Task instructions: Without including any pictures, write out all the records word for word.

Data in this exercise:
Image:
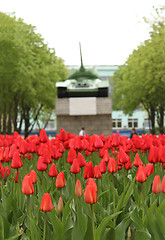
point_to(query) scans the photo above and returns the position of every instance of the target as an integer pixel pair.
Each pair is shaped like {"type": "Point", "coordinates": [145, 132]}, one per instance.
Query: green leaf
{"type": "Point", "coordinates": [120, 231]}
{"type": "Point", "coordinates": [128, 194]}
{"type": "Point", "coordinates": [56, 224]}
{"type": "Point", "coordinates": [101, 228]}
{"type": "Point", "coordinates": [1, 229]}
{"type": "Point", "coordinates": [136, 219]}
{"type": "Point", "coordinates": [89, 232]}
{"type": "Point", "coordinates": [142, 235]}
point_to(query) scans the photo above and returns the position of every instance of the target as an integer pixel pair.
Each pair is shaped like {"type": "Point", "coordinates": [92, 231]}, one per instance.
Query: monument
{"type": "Point", "coordinates": [83, 101]}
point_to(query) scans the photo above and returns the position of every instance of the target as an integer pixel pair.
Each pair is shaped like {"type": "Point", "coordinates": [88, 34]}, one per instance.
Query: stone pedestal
{"type": "Point", "coordinates": [95, 114]}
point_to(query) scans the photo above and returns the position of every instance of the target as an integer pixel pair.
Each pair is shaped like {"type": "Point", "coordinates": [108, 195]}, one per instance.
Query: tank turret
{"type": "Point", "coordinates": [82, 83]}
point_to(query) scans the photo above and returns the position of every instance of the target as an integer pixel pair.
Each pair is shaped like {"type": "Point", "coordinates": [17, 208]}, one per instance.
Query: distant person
{"type": "Point", "coordinates": [118, 133]}
{"type": "Point", "coordinates": [133, 132]}
{"type": "Point", "coordinates": [82, 132]}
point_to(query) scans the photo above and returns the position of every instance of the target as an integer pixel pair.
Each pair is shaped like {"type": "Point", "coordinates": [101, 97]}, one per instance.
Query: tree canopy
{"type": "Point", "coordinates": [29, 70]}
{"type": "Point", "coordinates": [141, 80]}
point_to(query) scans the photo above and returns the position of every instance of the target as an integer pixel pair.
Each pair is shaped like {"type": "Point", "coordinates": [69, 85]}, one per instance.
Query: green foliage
{"type": "Point", "coordinates": [29, 70]}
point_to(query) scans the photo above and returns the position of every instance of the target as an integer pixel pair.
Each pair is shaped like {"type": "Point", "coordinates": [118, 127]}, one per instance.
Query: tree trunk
{"type": "Point", "coordinates": [27, 123]}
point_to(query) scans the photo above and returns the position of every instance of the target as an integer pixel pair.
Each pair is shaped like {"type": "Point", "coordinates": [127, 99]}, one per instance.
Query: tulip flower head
{"type": "Point", "coordinates": [46, 204]}
{"type": "Point", "coordinates": [90, 194]}
{"type": "Point", "coordinates": [156, 186]}
{"type": "Point", "coordinates": [27, 185]}
{"type": "Point", "coordinates": [16, 161]}
{"type": "Point", "coordinates": [60, 180]}
{"type": "Point", "coordinates": [141, 174]}
{"type": "Point", "coordinates": [78, 189]}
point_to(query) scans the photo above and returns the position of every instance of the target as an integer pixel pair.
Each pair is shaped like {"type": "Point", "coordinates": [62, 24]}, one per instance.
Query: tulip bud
{"type": "Point", "coordinates": [27, 185]}
{"type": "Point", "coordinates": [60, 205]}
{"type": "Point", "coordinates": [78, 189]}
{"type": "Point", "coordinates": [60, 180]}
{"type": "Point", "coordinates": [156, 187]}
{"type": "Point", "coordinates": [46, 204]}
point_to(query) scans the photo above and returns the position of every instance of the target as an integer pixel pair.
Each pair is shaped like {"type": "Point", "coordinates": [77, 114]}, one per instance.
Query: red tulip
{"type": "Point", "coordinates": [71, 155]}
{"type": "Point", "coordinates": [16, 161]}
{"type": "Point", "coordinates": [81, 160]}
{"type": "Point", "coordinates": [27, 185]}
{"type": "Point", "coordinates": [137, 161]}
{"type": "Point", "coordinates": [60, 205]}
{"type": "Point", "coordinates": [40, 165]}
{"type": "Point", "coordinates": [97, 173]}
{"type": "Point", "coordinates": [153, 154]}
{"type": "Point", "coordinates": [62, 135]}
{"type": "Point", "coordinates": [123, 157]}
{"type": "Point", "coordinates": [53, 171]}
{"type": "Point", "coordinates": [75, 166]}
{"type": "Point", "coordinates": [141, 175]}
{"type": "Point", "coordinates": [112, 166]}
{"type": "Point", "coordinates": [156, 186]}
{"type": "Point", "coordinates": [90, 194]}
{"type": "Point", "coordinates": [163, 185]}
{"type": "Point", "coordinates": [43, 136]}
{"type": "Point", "coordinates": [33, 176]}
{"type": "Point", "coordinates": [46, 204]}
{"type": "Point", "coordinates": [91, 181]}
{"type": "Point", "coordinates": [78, 189]}
{"type": "Point", "coordinates": [98, 143]}
{"type": "Point", "coordinates": [149, 169]}
{"type": "Point", "coordinates": [102, 166]}
{"type": "Point", "coordinates": [60, 180]}
{"type": "Point", "coordinates": [88, 171]}
{"type": "Point", "coordinates": [106, 156]}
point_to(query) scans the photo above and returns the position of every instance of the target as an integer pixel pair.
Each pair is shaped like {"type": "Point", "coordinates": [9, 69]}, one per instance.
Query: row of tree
{"type": "Point", "coordinates": [29, 70]}
{"type": "Point", "coordinates": [141, 80]}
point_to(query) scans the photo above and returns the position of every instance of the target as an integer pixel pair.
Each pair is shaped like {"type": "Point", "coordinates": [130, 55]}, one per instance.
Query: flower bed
{"type": "Point", "coordinates": [72, 187]}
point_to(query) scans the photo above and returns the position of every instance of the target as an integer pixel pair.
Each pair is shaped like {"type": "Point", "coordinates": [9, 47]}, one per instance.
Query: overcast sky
{"type": "Point", "coordinates": [109, 30]}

Answer space:
Image:
point_to(query) scans the photo above and returns the position of every instance of the target as an integer pixel pair.
Each pair is shaped like {"type": "Point", "coordinates": [145, 132]}, one per instance.
Query: green leaf
{"type": "Point", "coordinates": [120, 231]}
{"type": "Point", "coordinates": [128, 194]}
{"type": "Point", "coordinates": [56, 224]}
{"type": "Point", "coordinates": [101, 228]}
{"type": "Point", "coordinates": [1, 229]}
{"type": "Point", "coordinates": [136, 219]}
{"type": "Point", "coordinates": [89, 232]}
{"type": "Point", "coordinates": [142, 235]}
point_to(query) scans the photo above and returns the position of every instance of the target as an integer pixel pair.
Each pair is shaped like {"type": "Point", "coordinates": [92, 231]}, one per instance.
Query: monument
{"type": "Point", "coordinates": [83, 101]}
point_to(query) scans the photo above and returns the position of every instance of the target as an integer pixel pair.
Each pair is shaped like {"type": "Point", "coordinates": [88, 34]}, one per instance.
Query: stone pedestal
{"type": "Point", "coordinates": [95, 114]}
point_to(query) scans the photo above and returns the position of every instance of the target as an integer pixel pair.
Each pair is shaped like {"type": "Point", "coordinates": [108, 195]}, one per instance.
Query: tank turret
{"type": "Point", "coordinates": [82, 83]}
point_to(query) scans the photo above and returns the position of every instance of the target as an integer pixel pair.
Each pair is shaped like {"type": "Point", "coordinates": [17, 208]}, one per instance.
Query: distant person
{"type": "Point", "coordinates": [118, 133]}
{"type": "Point", "coordinates": [133, 132]}
{"type": "Point", "coordinates": [82, 132]}
point_to(query) scans the photo above and returns the position of every instance of the target as an integer pixel pair.
Each pair is shaped like {"type": "Point", "coordinates": [101, 97]}, one per instance.
Query: tree canopy
{"type": "Point", "coordinates": [29, 70]}
{"type": "Point", "coordinates": [141, 80]}
point_to(query) scans the photo above and returns the position of every instance of the target as an integer pixel pair.
Each pair is shaped like {"type": "Point", "coordinates": [69, 85]}, one per instance.
Query: green foliage
{"type": "Point", "coordinates": [29, 70]}
point_to(query) scans the photo above and returns the position of every instance of the target as an integer pixel pair.
Each pair is shaped like {"type": "Point", "coordinates": [118, 127]}, one per instance.
Query: tree trunk
{"type": "Point", "coordinates": [27, 123]}
point_to(query) scans the photo above and returns the position of every instance of the target as an integer pixel pair.
Each pair is shaped like {"type": "Point", "coordinates": [127, 99]}, one per instance.
Query: tulip flower head
{"type": "Point", "coordinates": [46, 204]}
{"type": "Point", "coordinates": [90, 194]}
{"type": "Point", "coordinates": [156, 186]}
{"type": "Point", "coordinates": [27, 185]}
{"type": "Point", "coordinates": [16, 161]}
{"type": "Point", "coordinates": [60, 180]}
{"type": "Point", "coordinates": [141, 174]}
{"type": "Point", "coordinates": [78, 189]}
point_to(query) scans the photo above and returns the position of every instance of the target as an integer pixel pair.
Each pair is shaped like {"type": "Point", "coordinates": [62, 24]}, one per instance.
Query: tulip bud
{"type": "Point", "coordinates": [27, 185]}
{"type": "Point", "coordinates": [60, 205]}
{"type": "Point", "coordinates": [78, 189]}
{"type": "Point", "coordinates": [60, 180]}
{"type": "Point", "coordinates": [156, 187]}
{"type": "Point", "coordinates": [46, 204]}
point_to(query) scans the photo above and returns the position of every instance of the target as an integer pixel pair.
Each pair is shaped like {"type": "Point", "coordinates": [77, 114]}, one per instance.
Query: red tulip
{"type": "Point", "coordinates": [71, 155]}
{"type": "Point", "coordinates": [16, 161]}
{"type": "Point", "coordinates": [81, 160]}
{"type": "Point", "coordinates": [27, 185]}
{"type": "Point", "coordinates": [137, 161]}
{"type": "Point", "coordinates": [60, 205]}
{"type": "Point", "coordinates": [40, 165]}
{"type": "Point", "coordinates": [97, 173]}
{"type": "Point", "coordinates": [153, 154]}
{"type": "Point", "coordinates": [62, 135]}
{"type": "Point", "coordinates": [123, 157]}
{"type": "Point", "coordinates": [53, 171]}
{"type": "Point", "coordinates": [75, 166]}
{"type": "Point", "coordinates": [141, 175]}
{"type": "Point", "coordinates": [112, 166]}
{"type": "Point", "coordinates": [156, 186]}
{"type": "Point", "coordinates": [90, 194]}
{"type": "Point", "coordinates": [163, 185]}
{"type": "Point", "coordinates": [43, 136]}
{"type": "Point", "coordinates": [33, 176]}
{"type": "Point", "coordinates": [46, 204]}
{"type": "Point", "coordinates": [91, 181]}
{"type": "Point", "coordinates": [78, 189]}
{"type": "Point", "coordinates": [98, 143]}
{"type": "Point", "coordinates": [149, 169]}
{"type": "Point", "coordinates": [102, 166]}
{"type": "Point", "coordinates": [60, 180]}
{"type": "Point", "coordinates": [88, 171]}
{"type": "Point", "coordinates": [106, 156]}
point_to(query) scans the photo above and returns the position of every instance of the target as an integer pixel pair.
Each pair is shaped like {"type": "Point", "coordinates": [9, 69]}, one per instance.
Query: row of tree
{"type": "Point", "coordinates": [29, 70]}
{"type": "Point", "coordinates": [141, 80]}
point_to(query) scans the photo above and returns the position of every instance of the target as an integer pixel pair.
Each pair is shaped like {"type": "Point", "coordinates": [130, 55]}, one per instance.
Query: flower bed
{"type": "Point", "coordinates": [72, 187]}
point_to(query) scans the photo above and returns the position of every instance of the target as an integer pixel pair.
Each pair is shaped like {"type": "Point", "coordinates": [9, 47]}, one per instance.
Query: overcast sky
{"type": "Point", "coordinates": [109, 30]}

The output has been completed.